Exercise requirements
Reproduce all of the listing below without alteration.

Entries provided
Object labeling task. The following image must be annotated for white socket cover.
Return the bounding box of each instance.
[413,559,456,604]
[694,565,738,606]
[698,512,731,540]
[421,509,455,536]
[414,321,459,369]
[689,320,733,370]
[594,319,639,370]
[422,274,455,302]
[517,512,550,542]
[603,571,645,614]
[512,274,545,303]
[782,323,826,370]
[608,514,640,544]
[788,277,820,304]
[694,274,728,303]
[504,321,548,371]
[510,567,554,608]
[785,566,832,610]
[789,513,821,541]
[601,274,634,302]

Solution for this problem
Object labeling task. The following image must be annotated for white socket cover.
Return the bounding box of each instance.
[413,559,456,604]
[694,565,738,606]
[698,512,731,540]
[421,509,455,536]
[414,321,459,369]
[689,320,733,370]
[594,319,639,370]
[422,274,455,302]
[517,512,550,542]
[603,571,645,614]
[512,274,545,303]
[782,323,826,370]
[608,514,640,544]
[788,277,820,304]
[694,274,728,303]
[504,321,548,371]
[510,567,554,608]
[785,566,832,610]
[789,513,821,541]
[601,274,634,302]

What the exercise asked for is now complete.